:: Set problem ::
Which lines of the records below contain the string "plastic"? Extract every one of them, matching case exactly.

:: Stored records ::

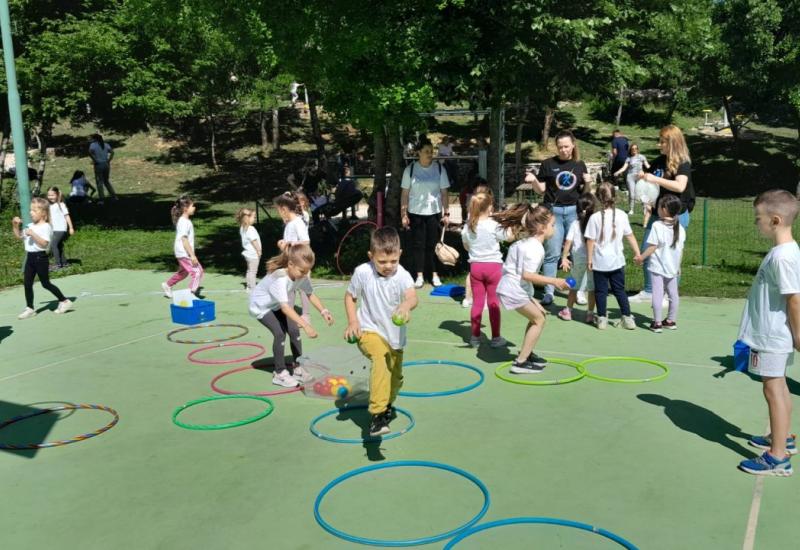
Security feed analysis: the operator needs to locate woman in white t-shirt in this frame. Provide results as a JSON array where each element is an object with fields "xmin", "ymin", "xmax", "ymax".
[
  {"xmin": 236, "ymin": 208, "xmax": 261, "ymax": 293},
  {"xmin": 11, "ymin": 197, "xmax": 72, "ymax": 319},
  {"xmin": 47, "ymin": 187, "xmax": 75, "ymax": 271},
  {"xmin": 400, "ymin": 140, "xmax": 450, "ymax": 288},
  {"xmin": 583, "ymin": 182, "xmax": 640, "ymax": 330},
  {"xmin": 640, "ymin": 195, "xmax": 686, "ymax": 332}
]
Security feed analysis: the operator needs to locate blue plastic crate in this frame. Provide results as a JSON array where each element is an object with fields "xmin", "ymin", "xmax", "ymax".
[{"xmin": 169, "ymin": 300, "xmax": 216, "ymax": 325}]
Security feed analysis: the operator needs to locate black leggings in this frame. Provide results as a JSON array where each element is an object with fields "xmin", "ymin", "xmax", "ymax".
[
  {"xmin": 259, "ymin": 310, "xmax": 303, "ymax": 372},
  {"xmin": 408, "ymin": 214, "xmax": 442, "ymax": 275},
  {"xmin": 23, "ymin": 252, "xmax": 66, "ymax": 309}
]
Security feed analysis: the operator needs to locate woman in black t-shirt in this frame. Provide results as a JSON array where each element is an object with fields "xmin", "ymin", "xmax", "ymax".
[
  {"xmin": 525, "ymin": 130, "xmax": 592, "ymax": 306},
  {"xmin": 630, "ymin": 124, "xmax": 695, "ymax": 302}
]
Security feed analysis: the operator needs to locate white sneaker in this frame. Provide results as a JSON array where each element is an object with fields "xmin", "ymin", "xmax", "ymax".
[
  {"xmin": 17, "ymin": 307, "xmax": 36, "ymax": 319},
  {"xmin": 272, "ymin": 369, "xmax": 300, "ymax": 388}
]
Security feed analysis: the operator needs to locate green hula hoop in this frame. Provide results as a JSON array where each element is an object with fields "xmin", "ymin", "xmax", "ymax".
[
  {"xmin": 581, "ymin": 356, "xmax": 669, "ymax": 384},
  {"xmin": 172, "ymin": 395, "xmax": 275, "ymax": 430},
  {"xmin": 494, "ymin": 359, "xmax": 587, "ymax": 386}
]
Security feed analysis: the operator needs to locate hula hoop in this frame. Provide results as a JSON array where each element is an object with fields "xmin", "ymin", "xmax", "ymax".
[
  {"xmin": 172, "ymin": 395, "xmax": 275, "ymax": 430},
  {"xmin": 314, "ymin": 460, "xmax": 490, "ymax": 547},
  {"xmin": 398, "ymin": 359, "xmax": 484, "ymax": 397},
  {"xmin": 0, "ymin": 403, "xmax": 119, "ymax": 451},
  {"xmin": 186, "ymin": 342, "xmax": 267, "ymax": 365},
  {"xmin": 581, "ymin": 357, "xmax": 669, "ymax": 384},
  {"xmin": 494, "ymin": 359, "xmax": 587, "ymax": 386},
  {"xmin": 211, "ymin": 365, "xmax": 303, "ymax": 397},
  {"xmin": 444, "ymin": 517, "xmax": 639, "ymax": 550},
  {"xmin": 333, "ymin": 221, "xmax": 378, "ymax": 275},
  {"xmin": 309, "ymin": 405, "xmax": 417, "ymax": 445},
  {"xmin": 167, "ymin": 323, "xmax": 250, "ymax": 344}
]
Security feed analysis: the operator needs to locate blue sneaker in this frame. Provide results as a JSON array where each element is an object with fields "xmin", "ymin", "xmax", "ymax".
[
  {"xmin": 739, "ymin": 452, "xmax": 793, "ymax": 477},
  {"xmin": 747, "ymin": 434, "xmax": 797, "ymax": 455}
]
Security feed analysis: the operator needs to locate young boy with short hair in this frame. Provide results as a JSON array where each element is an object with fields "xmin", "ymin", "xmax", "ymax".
[
  {"xmin": 739, "ymin": 190, "xmax": 800, "ymax": 476},
  {"xmin": 344, "ymin": 227, "xmax": 417, "ymax": 437}
]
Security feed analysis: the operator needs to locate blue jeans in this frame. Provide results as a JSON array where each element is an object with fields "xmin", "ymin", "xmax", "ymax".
[
  {"xmin": 542, "ymin": 206, "xmax": 578, "ymax": 294},
  {"xmin": 641, "ymin": 210, "xmax": 690, "ymax": 294}
]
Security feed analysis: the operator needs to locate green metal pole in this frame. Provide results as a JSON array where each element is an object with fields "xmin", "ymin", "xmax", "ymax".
[{"xmin": 0, "ymin": 0, "xmax": 31, "ymax": 225}]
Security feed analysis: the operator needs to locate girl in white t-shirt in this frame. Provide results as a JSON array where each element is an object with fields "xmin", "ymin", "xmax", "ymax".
[
  {"xmin": 11, "ymin": 197, "xmax": 72, "ymax": 319},
  {"xmin": 47, "ymin": 187, "xmax": 75, "ymax": 270},
  {"xmin": 637, "ymin": 195, "xmax": 686, "ymax": 332},
  {"xmin": 461, "ymin": 193, "xmax": 511, "ymax": 348},
  {"xmin": 558, "ymin": 193, "xmax": 597, "ymax": 323},
  {"xmin": 583, "ymin": 182, "xmax": 640, "ymax": 330},
  {"xmin": 494, "ymin": 204, "xmax": 569, "ymax": 374},
  {"xmin": 236, "ymin": 208, "xmax": 261, "ymax": 292},
  {"xmin": 249, "ymin": 244, "xmax": 333, "ymax": 388},
  {"xmin": 161, "ymin": 195, "xmax": 203, "ymax": 298}
]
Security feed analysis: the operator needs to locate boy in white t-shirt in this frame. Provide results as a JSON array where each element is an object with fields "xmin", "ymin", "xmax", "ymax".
[
  {"xmin": 344, "ymin": 227, "xmax": 417, "ymax": 437},
  {"xmin": 739, "ymin": 190, "xmax": 800, "ymax": 476}
]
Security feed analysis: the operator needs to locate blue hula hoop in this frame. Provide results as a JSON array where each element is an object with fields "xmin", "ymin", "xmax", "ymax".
[
  {"xmin": 444, "ymin": 517, "xmax": 639, "ymax": 550},
  {"xmin": 309, "ymin": 405, "xmax": 417, "ymax": 445},
  {"xmin": 398, "ymin": 359, "xmax": 484, "ymax": 397},
  {"xmin": 314, "ymin": 460, "xmax": 490, "ymax": 547}
]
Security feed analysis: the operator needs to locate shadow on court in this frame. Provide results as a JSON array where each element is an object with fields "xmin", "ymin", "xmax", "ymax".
[{"xmin": 636, "ymin": 393, "xmax": 756, "ymax": 458}]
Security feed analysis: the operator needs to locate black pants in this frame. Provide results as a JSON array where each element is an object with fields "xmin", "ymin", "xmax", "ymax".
[
  {"xmin": 23, "ymin": 252, "xmax": 66, "ymax": 309},
  {"xmin": 592, "ymin": 267, "xmax": 631, "ymax": 317},
  {"xmin": 408, "ymin": 214, "xmax": 442, "ymax": 275}
]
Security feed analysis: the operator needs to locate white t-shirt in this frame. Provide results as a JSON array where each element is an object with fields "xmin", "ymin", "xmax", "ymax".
[
  {"xmin": 249, "ymin": 269, "xmax": 314, "ymax": 319},
  {"xmin": 739, "ymin": 241, "xmax": 800, "ymax": 353},
  {"xmin": 566, "ymin": 220, "xmax": 587, "ymax": 264},
  {"xmin": 50, "ymin": 202, "xmax": 69, "ymax": 231},
  {"xmin": 584, "ymin": 208, "xmax": 633, "ymax": 271},
  {"xmin": 347, "ymin": 262, "xmax": 414, "ymax": 350},
  {"xmin": 645, "ymin": 220, "xmax": 686, "ymax": 279},
  {"xmin": 400, "ymin": 161, "xmax": 450, "ymax": 216},
  {"xmin": 283, "ymin": 216, "xmax": 311, "ymax": 243},
  {"xmin": 22, "ymin": 222, "xmax": 53, "ymax": 252},
  {"xmin": 175, "ymin": 216, "xmax": 194, "ymax": 258},
  {"xmin": 239, "ymin": 225, "xmax": 261, "ymax": 260}
]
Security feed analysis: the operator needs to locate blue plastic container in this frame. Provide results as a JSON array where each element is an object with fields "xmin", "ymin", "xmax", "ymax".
[
  {"xmin": 169, "ymin": 300, "xmax": 216, "ymax": 325},
  {"xmin": 733, "ymin": 340, "xmax": 750, "ymax": 372}
]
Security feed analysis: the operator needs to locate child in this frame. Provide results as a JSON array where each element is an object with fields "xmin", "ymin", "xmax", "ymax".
[
  {"xmin": 494, "ymin": 204, "xmax": 569, "ymax": 374},
  {"xmin": 637, "ymin": 195, "xmax": 686, "ymax": 332},
  {"xmin": 11, "ymin": 197, "xmax": 72, "ymax": 319},
  {"xmin": 250, "ymin": 244, "xmax": 333, "ymax": 388},
  {"xmin": 236, "ymin": 208, "xmax": 261, "ymax": 293},
  {"xmin": 47, "ymin": 187, "xmax": 75, "ymax": 271},
  {"xmin": 344, "ymin": 227, "xmax": 417, "ymax": 437},
  {"xmin": 584, "ymin": 182, "xmax": 640, "ymax": 330},
  {"xmin": 558, "ymin": 193, "xmax": 597, "ymax": 324},
  {"xmin": 161, "ymin": 195, "xmax": 203, "ymax": 298},
  {"xmin": 461, "ymin": 193, "xmax": 510, "ymax": 348},
  {"xmin": 736, "ymin": 190, "xmax": 800, "ymax": 476}
]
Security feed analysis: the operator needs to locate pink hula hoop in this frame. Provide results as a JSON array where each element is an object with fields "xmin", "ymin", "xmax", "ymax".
[
  {"xmin": 186, "ymin": 342, "xmax": 267, "ymax": 365},
  {"xmin": 211, "ymin": 365, "xmax": 302, "ymax": 397}
]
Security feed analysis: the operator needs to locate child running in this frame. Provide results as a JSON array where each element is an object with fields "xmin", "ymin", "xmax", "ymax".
[
  {"xmin": 344, "ymin": 227, "xmax": 417, "ymax": 437},
  {"xmin": 494, "ymin": 204, "xmax": 569, "ymax": 374},
  {"xmin": 736, "ymin": 190, "xmax": 800, "ymax": 476},
  {"xmin": 11, "ymin": 197, "xmax": 72, "ymax": 319},
  {"xmin": 161, "ymin": 195, "xmax": 203, "ymax": 298},
  {"xmin": 558, "ymin": 193, "xmax": 597, "ymax": 324},
  {"xmin": 236, "ymin": 208, "xmax": 261, "ymax": 293},
  {"xmin": 584, "ymin": 182, "xmax": 640, "ymax": 330},
  {"xmin": 250, "ymin": 244, "xmax": 333, "ymax": 388},
  {"xmin": 461, "ymin": 188, "xmax": 511, "ymax": 348},
  {"xmin": 636, "ymin": 195, "xmax": 686, "ymax": 332}
]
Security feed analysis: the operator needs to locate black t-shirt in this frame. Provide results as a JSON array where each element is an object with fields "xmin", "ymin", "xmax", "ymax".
[
  {"xmin": 536, "ymin": 156, "xmax": 589, "ymax": 206},
  {"xmin": 648, "ymin": 155, "xmax": 694, "ymax": 214}
]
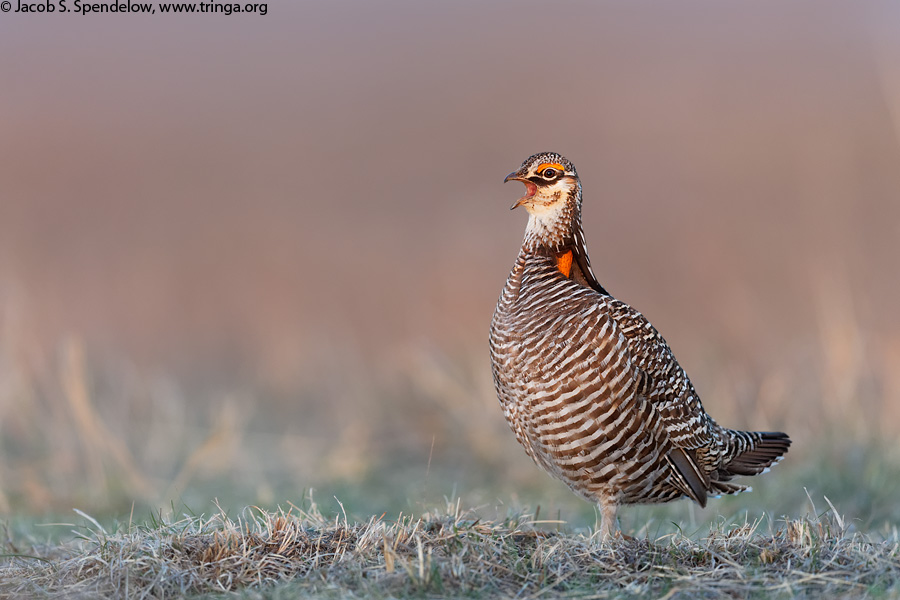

:: Result of the task ::
Security feed analysis: the operator needs to locate blue plastic crate in this frame. Provide results as a JSON array where each element is an object with fields "xmin", "ymin", "xmax", "ymax".
Security feed analysis: the operator needs to locate blue plastic container in this frame. Provide results as a JSON array where each element is an object with fields "xmin", "ymin", "xmax", "ymax".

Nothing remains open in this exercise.